— start Input material —

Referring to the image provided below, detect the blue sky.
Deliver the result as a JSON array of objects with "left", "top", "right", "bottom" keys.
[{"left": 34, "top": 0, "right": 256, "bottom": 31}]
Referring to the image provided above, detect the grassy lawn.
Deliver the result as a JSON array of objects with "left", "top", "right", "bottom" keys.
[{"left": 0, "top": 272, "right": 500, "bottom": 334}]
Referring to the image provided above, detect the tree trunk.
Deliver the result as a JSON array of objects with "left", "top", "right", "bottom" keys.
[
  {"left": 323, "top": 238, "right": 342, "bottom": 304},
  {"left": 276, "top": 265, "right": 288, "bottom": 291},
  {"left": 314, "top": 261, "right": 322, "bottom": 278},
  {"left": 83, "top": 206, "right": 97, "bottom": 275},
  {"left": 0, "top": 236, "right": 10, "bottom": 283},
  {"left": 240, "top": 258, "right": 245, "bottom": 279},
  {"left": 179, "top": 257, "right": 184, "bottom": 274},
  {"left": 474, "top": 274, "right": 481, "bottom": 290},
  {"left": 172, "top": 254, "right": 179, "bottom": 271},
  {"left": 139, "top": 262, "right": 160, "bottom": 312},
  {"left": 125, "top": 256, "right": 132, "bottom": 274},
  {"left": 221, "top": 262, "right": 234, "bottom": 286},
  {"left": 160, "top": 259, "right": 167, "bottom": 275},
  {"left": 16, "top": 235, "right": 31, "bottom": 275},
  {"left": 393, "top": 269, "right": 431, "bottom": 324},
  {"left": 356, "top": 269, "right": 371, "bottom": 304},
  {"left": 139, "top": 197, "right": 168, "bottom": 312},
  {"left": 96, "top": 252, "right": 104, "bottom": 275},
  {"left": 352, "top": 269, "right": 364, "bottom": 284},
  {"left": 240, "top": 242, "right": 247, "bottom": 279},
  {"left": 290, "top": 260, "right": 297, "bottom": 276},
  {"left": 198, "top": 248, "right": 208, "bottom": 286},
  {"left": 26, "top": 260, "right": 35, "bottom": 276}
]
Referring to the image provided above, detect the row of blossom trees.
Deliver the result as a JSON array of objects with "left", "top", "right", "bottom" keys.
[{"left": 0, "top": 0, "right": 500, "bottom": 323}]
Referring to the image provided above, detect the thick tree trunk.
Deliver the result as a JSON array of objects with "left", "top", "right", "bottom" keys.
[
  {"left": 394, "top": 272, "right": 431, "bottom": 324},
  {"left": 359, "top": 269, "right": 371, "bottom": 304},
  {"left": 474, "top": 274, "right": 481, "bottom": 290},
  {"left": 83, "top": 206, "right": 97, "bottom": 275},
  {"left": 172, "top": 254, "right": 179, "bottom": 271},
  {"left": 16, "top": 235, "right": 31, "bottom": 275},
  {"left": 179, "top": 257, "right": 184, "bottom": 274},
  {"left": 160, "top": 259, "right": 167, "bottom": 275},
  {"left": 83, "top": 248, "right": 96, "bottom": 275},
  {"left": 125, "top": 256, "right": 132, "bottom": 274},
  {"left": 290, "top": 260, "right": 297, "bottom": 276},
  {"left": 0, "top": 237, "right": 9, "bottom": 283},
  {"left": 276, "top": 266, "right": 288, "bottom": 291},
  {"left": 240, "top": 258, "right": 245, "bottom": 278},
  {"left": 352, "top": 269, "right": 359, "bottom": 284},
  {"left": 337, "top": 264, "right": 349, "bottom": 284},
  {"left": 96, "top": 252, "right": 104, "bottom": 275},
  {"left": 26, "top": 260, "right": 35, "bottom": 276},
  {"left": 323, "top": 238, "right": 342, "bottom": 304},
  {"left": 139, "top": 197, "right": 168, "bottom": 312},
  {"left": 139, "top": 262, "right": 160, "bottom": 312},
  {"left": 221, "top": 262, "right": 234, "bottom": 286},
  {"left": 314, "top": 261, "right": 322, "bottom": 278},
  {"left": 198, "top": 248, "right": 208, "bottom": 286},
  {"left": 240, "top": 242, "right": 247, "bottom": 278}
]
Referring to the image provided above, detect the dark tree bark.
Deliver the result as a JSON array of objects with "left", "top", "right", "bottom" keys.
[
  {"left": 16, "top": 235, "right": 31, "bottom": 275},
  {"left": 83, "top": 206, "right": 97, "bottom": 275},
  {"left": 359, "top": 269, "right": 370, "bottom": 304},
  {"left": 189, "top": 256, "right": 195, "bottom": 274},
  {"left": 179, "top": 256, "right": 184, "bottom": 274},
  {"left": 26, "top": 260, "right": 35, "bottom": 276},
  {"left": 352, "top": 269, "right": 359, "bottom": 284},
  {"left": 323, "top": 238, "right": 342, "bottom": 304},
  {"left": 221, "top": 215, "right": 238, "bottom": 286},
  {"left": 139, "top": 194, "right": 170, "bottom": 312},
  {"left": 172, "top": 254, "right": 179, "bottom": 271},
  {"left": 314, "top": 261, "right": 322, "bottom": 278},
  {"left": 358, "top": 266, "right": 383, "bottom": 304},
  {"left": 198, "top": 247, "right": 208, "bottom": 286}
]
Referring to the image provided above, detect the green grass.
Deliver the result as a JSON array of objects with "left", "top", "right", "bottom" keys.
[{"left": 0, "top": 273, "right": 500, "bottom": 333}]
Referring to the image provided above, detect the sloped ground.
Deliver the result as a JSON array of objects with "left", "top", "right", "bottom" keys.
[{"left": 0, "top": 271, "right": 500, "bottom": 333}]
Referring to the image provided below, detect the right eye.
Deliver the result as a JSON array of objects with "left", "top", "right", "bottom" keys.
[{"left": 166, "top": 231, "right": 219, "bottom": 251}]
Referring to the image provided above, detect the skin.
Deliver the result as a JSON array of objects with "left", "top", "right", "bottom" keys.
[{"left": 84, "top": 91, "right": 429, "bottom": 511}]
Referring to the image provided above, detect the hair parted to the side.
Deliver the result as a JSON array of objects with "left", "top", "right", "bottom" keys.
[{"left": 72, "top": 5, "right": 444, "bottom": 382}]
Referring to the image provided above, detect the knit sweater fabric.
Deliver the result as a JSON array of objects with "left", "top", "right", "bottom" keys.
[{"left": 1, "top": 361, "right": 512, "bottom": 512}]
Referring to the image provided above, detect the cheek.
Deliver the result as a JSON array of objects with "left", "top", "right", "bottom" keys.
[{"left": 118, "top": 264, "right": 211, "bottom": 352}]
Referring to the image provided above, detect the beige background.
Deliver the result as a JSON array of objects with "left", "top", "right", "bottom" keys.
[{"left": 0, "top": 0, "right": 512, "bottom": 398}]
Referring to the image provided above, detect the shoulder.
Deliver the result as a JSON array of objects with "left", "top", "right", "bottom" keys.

— end Input material —

→ What you will do
Your task is to repeat the data exactly; please include every line.

→ Finished answer
Referring to the image provided below, detect the blue sky.
Deliver the result as a JSON array of objects with "left", "top", "right", "bottom" keys.
[{"left": 34, "top": 0, "right": 256, "bottom": 31}]
Referring to the image provided above, detect the grassy lawn.
Deliver the result as a JSON array of objects with "left", "top", "right", "bottom" keys.
[{"left": 0, "top": 272, "right": 500, "bottom": 334}]
Referring to the image provided above, detect the tree trunk.
Deliver the result as a JSON array of objects with "left", "top", "right", "bottom" keys.
[
  {"left": 323, "top": 238, "right": 342, "bottom": 304},
  {"left": 276, "top": 265, "right": 288, "bottom": 291},
  {"left": 314, "top": 261, "right": 322, "bottom": 278},
  {"left": 83, "top": 206, "right": 97, "bottom": 275},
  {"left": 0, "top": 236, "right": 10, "bottom": 283},
  {"left": 240, "top": 258, "right": 245, "bottom": 279},
  {"left": 179, "top": 257, "right": 184, "bottom": 274},
  {"left": 474, "top": 274, "right": 481, "bottom": 290},
  {"left": 172, "top": 254, "right": 179, "bottom": 271},
  {"left": 139, "top": 262, "right": 160, "bottom": 312},
  {"left": 125, "top": 256, "right": 132, "bottom": 274},
  {"left": 221, "top": 262, "right": 234, "bottom": 286},
  {"left": 160, "top": 259, "right": 167, "bottom": 275},
  {"left": 16, "top": 235, "right": 31, "bottom": 275},
  {"left": 393, "top": 269, "right": 431, "bottom": 324},
  {"left": 356, "top": 269, "right": 371, "bottom": 304},
  {"left": 139, "top": 197, "right": 168, "bottom": 312},
  {"left": 96, "top": 252, "right": 104, "bottom": 275},
  {"left": 352, "top": 269, "right": 364, "bottom": 284},
  {"left": 240, "top": 242, "right": 247, "bottom": 279},
  {"left": 290, "top": 260, "right": 297, "bottom": 276},
  {"left": 198, "top": 248, "right": 208, "bottom": 286},
  {"left": 26, "top": 260, "right": 35, "bottom": 276}
]
Referring to the image provided above, detect the row of blossom trees.
Deliver the result as a JSON array of objects with "left", "top", "right", "bottom" keys.
[{"left": 0, "top": 0, "right": 500, "bottom": 323}]
Referring to the image provided above, detect the thick tree trunk.
Deliver the result as a JSON array of objects with "left", "top", "right", "bottom" keys.
[
  {"left": 394, "top": 272, "right": 431, "bottom": 324},
  {"left": 359, "top": 269, "right": 371, "bottom": 304},
  {"left": 474, "top": 274, "right": 481, "bottom": 290},
  {"left": 83, "top": 206, "right": 97, "bottom": 275},
  {"left": 172, "top": 254, "right": 179, "bottom": 271},
  {"left": 16, "top": 235, "right": 31, "bottom": 275},
  {"left": 179, "top": 257, "right": 184, "bottom": 274},
  {"left": 160, "top": 259, "right": 167, "bottom": 275},
  {"left": 83, "top": 248, "right": 96, "bottom": 275},
  {"left": 125, "top": 256, "right": 132, "bottom": 274},
  {"left": 290, "top": 260, "right": 297, "bottom": 276},
  {"left": 0, "top": 237, "right": 9, "bottom": 283},
  {"left": 276, "top": 266, "right": 288, "bottom": 291},
  {"left": 240, "top": 258, "right": 245, "bottom": 278},
  {"left": 352, "top": 269, "right": 359, "bottom": 284},
  {"left": 337, "top": 264, "right": 349, "bottom": 284},
  {"left": 96, "top": 252, "right": 104, "bottom": 275},
  {"left": 26, "top": 260, "right": 35, "bottom": 276},
  {"left": 323, "top": 238, "right": 342, "bottom": 304},
  {"left": 139, "top": 197, "right": 168, "bottom": 312},
  {"left": 139, "top": 262, "right": 160, "bottom": 312},
  {"left": 221, "top": 262, "right": 234, "bottom": 286},
  {"left": 314, "top": 261, "right": 322, "bottom": 278},
  {"left": 198, "top": 248, "right": 208, "bottom": 286},
  {"left": 240, "top": 242, "right": 247, "bottom": 278}
]
Referring to the image provided above, detect the dark tree bark.
Deliver the result as a JSON array of objects with "left", "top", "right", "bottom" keys.
[
  {"left": 16, "top": 235, "right": 31, "bottom": 275},
  {"left": 83, "top": 206, "right": 97, "bottom": 275},
  {"left": 359, "top": 269, "right": 370, "bottom": 304},
  {"left": 189, "top": 256, "right": 195, "bottom": 274},
  {"left": 179, "top": 256, "right": 184, "bottom": 274},
  {"left": 26, "top": 260, "right": 35, "bottom": 276},
  {"left": 352, "top": 269, "right": 359, "bottom": 284},
  {"left": 323, "top": 238, "right": 342, "bottom": 304},
  {"left": 221, "top": 215, "right": 238, "bottom": 286},
  {"left": 139, "top": 194, "right": 170, "bottom": 312},
  {"left": 172, "top": 254, "right": 179, "bottom": 271},
  {"left": 314, "top": 261, "right": 322, "bottom": 278},
  {"left": 358, "top": 266, "right": 383, "bottom": 304},
  {"left": 198, "top": 247, "right": 208, "bottom": 286}
]
Referring to the image provided above, detect the green grass.
Deliver the result as a JSON array of objects with "left", "top", "right", "bottom" keys.
[{"left": 0, "top": 273, "right": 500, "bottom": 333}]
Referring to the image provided above, detect the sloped ground.
Deliver the result as a JSON array of objects with "left", "top", "right", "bottom" keys.
[{"left": 0, "top": 271, "right": 500, "bottom": 333}]
Referring to the image provided below, detect the right eye.
Deliver the result as a JSON array of objects with "left", "top", "right", "bottom" keys.
[{"left": 166, "top": 231, "right": 219, "bottom": 251}]
Referring to the image provided above, detect the skin.
Deliver the result as a JSON array of objects with "left", "top", "right", "bottom" keys.
[{"left": 84, "top": 91, "right": 429, "bottom": 511}]
Referring to the image provided above, detect the hair parted to the side.
Deliver the result as a JSON array of objects with "left", "top", "right", "bottom" keys.
[{"left": 72, "top": 5, "right": 444, "bottom": 382}]
Referring to the image provided above, detect the knit sweater fabric.
Deliver the result as a JSON array of objects with "left", "top", "right", "bottom" keys.
[{"left": 1, "top": 361, "right": 512, "bottom": 512}]
Referring to the image provided above, detect the cheek.
Deliver the result as a JSON array of objects with "left", "top", "right", "bottom" keys.
[{"left": 118, "top": 264, "right": 211, "bottom": 352}]
Referring to the image provided above, detect the beige background.
Deliver the result as a JSON array of objects with "left", "top", "right", "bottom" keys.
[{"left": 0, "top": 0, "right": 512, "bottom": 398}]
Referring to the image provided above, detect the shoulder.
Deliver the result as a JSON array of objects with "left", "top", "right", "bottom" keys.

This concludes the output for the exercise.